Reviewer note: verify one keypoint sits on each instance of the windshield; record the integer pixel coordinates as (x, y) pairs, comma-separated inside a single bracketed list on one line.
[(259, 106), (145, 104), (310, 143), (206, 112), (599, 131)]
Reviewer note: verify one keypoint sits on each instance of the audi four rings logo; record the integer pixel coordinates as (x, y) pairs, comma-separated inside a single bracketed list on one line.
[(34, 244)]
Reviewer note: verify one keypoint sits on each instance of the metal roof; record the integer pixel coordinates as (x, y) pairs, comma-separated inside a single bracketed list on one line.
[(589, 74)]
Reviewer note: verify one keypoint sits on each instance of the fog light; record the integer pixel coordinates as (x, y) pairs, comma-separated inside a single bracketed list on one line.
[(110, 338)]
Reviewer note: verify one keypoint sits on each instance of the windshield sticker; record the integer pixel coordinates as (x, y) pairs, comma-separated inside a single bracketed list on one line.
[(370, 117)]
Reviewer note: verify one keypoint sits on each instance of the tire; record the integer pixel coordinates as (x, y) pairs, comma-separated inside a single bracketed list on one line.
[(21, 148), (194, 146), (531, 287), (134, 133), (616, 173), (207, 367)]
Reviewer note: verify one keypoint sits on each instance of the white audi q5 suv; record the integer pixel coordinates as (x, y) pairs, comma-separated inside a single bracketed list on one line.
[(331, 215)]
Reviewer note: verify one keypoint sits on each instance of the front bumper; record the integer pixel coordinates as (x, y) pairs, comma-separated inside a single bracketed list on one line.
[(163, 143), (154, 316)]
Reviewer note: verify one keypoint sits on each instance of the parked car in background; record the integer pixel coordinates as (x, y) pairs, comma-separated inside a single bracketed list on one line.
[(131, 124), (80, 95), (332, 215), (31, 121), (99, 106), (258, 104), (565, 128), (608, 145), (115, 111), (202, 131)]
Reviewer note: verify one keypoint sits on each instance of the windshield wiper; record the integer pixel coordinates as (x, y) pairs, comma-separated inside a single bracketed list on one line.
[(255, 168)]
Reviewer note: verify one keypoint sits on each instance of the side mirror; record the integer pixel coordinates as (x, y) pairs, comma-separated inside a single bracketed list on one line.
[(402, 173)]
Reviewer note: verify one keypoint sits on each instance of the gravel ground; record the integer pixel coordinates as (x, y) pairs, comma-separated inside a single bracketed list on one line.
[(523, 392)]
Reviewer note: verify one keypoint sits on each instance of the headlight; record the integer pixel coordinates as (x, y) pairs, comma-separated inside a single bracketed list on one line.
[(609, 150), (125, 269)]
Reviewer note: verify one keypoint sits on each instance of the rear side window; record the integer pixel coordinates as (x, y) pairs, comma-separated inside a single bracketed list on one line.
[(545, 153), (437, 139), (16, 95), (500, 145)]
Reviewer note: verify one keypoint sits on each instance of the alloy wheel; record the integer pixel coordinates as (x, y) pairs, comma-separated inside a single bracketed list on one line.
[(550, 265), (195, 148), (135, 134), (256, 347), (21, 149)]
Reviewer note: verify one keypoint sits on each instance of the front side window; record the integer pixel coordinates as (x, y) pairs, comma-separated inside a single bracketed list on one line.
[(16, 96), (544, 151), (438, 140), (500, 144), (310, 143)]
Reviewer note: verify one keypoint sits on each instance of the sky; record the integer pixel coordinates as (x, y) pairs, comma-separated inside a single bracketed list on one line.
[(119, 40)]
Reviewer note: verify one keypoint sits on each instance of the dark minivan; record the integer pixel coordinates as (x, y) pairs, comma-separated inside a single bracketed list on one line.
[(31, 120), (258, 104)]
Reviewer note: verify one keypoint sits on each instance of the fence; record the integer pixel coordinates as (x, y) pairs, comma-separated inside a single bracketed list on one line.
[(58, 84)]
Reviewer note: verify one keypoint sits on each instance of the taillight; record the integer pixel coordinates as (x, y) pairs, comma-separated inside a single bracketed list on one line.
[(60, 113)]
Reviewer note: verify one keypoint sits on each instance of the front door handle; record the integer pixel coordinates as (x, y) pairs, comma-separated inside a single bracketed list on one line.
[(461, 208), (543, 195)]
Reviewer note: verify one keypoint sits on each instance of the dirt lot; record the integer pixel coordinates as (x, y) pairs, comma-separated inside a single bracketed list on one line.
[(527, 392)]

#### What is asked:
Lay out every line above as a Markdown table with two columns, Row for the row number and Line for the line itself, skipping any blank lines.

#### Worked solution:
| Row | Line |
|---|---|
| 1 | Reviewer note: verify one keypoint sits on each instance of the windshield; record the integer pixel coordinates as (x, y) pairs, comma-separated inside a single bracketed list on one line. |
| 2 | [(259, 106), (145, 104), (310, 143), (206, 112), (599, 131)] |
| 3 | Reviewer note: verify one keypoint sits on each instance of the audi four rings logo; record the integer pixel coordinates as (x, y) pairs, comma-separated inside a single bracketed list on one line. |
| 4 | [(34, 244)] |
| 5 | Reviewer note: verify one keypoint sits on each instance of the metal roof; record the integer pixel coordinates as (x, y) pairs, comma-separated inside a single bracketed list on one line. |
| 6 | [(589, 74)] |
| 7 | Reviewer note: verify one keypoint sits on each instance of the fog light; record the integer pixel coordinates as (x, y) pairs, comma-separated inside a single bracketed list on one line. |
| 8 | [(110, 338)] |
| 9 | Reviewer note: verify one keypoint sits on each instance of the windshield sticker; record the integer pixel coordinates as (x, y) pairs, comma-separated inside a single bracketed list on one line. |
| 10 | [(370, 117)] |
| 11 | Reviewer note: verify one keypoint sits on each instance of the tire; record the integer pixel coordinates as (x, y) pairs, comma-separated inside a single bracketed list on one line. |
| 12 | [(21, 148), (194, 146), (531, 287), (134, 133), (616, 173), (207, 367)] |
| 13 | Reviewer note: verify one keypoint sits on each instance of the white audi q5 suv; record the integer pixel coordinates as (x, y) pairs, comma-separated inside a single bracketed list on one line. |
| 14 | [(331, 215)] |
| 15 | Reviewer note: verify one keypoint sits on each instance of the front bumper; record the integer pixel coordinates as (x, y) pairs, comma-separated inside a single bracketed list on one line. |
| 16 | [(163, 143), (154, 316)] |
| 17 | Reviewer note: verify one keypoint sits on each instance of the parked car in background; record the integer pixel coordinates as (x, y) pairs, comma-separated inside a single bracketed list on one line. |
| 18 | [(131, 124), (80, 95), (332, 215), (31, 121), (99, 106), (258, 104), (565, 128), (608, 145), (115, 111), (202, 131)] |
| 19 | Reviewer note: verify one keypoint sits on each instance of the windshield wiper; record the integer pixel coordinates as (x, y) pairs, comma-separated inside a single bracketed list on one line. |
| 20 | [(255, 168)] |
| 21 | Reviewer note: verify one keypoint sits on each instance of the side mirror; record the integer pixel coordinates as (x, y) pairs, comma-separated inside a single bracketed list on one line. |
| 22 | [(402, 173)] |
| 23 | Reviewer note: verify one keypoint sits on each instance of the gravel ground; record the integer pixel coordinates as (x, y) pairs, comma-separated inside a single bracketed list on one line. |
| 24 | [(523, 392)] |
| 25 | Reviewer note: verify one keypoint sits on each instance of the headlight; record the integer pixel coordinates as (x, y) pairs, comma-separated inside a single bracketed list on one line. |
| 26 | [(609, 150), (125, 269)] |
| 27 | Reviewer note: verify one keypoint sits on each instance of the rear side window; record the integer pixel coordinates as (x, y) pairs, comma-separated inside a single bracketed list on one line. |
| 28 | [(545, 153), (437, 139), (16, 95), (500, 145)] |
| 29 | Reviewer note: verify one keypoint sits on each instance of the alloy wheel; record the integer pixel coordinates as (x, y) pairs, comma-separated inside a single bracketed list on one line. |
| 30 | [(550, 265), (195, 148), (135, 134), (256, 347), (21, 149)] |
| 31 | Reviewer note: verify one keypoint sits on each instance of the front side window; record the integer pixel coordinates as (x, y) pairs, comma-separated inside a single bracketed list on one line. |
| 32 | [(16, 96), (544, 151), (438, 140), (500, 144), (310, 143)] |
| 33 | Reviewer note: verify one keypoint sits on each instance of the sky; record the integer pixel coordinates as (x, y) pairs, comma-separated inside a single bracketed list on one line. |
| 34 | [(119, 40)] |
| 35 | Reviewer note: verify one keypoint sits on each instance of the dark minivan; record the integer pixel coordinates as (x, y) pairs, comma-separated inside a single bracketed list on one line. |
| 36 | [(31, 120), (258, 104)] |
| 37 | Reviewer note: verify one keypoint sits on each instance of the fence; record the integer pixel coordinates as (x, y) pairs, comma-separated inside a single bracketed list on one line. |
| 38 | [(58, 84)] |
| 39 | Reviewer note: verify one keypoint sits on each instance of the taillight; record the integer pixel coordinates as (x, y) pairs, comma-separated inside a single bracketed list on one line. |
| 40 | [(60, 113)] |
| 41 | Reviewer note: verify one keypoint sits on each instance of the front door handle; record the integer pixel coordinates as (x, y) pairs, comma-separated inside a single bracketed list on one line. |
| 42 | [(461, 208), (543, 195)] |
| 43 | Reviewer note: verify one keypoint sits on each instance of the dirt lot; record the integer pixel coordinates as (x, y) pairs, comma-separated inside a single bracketed list on one line. |
| 44 | [(527, 392)] |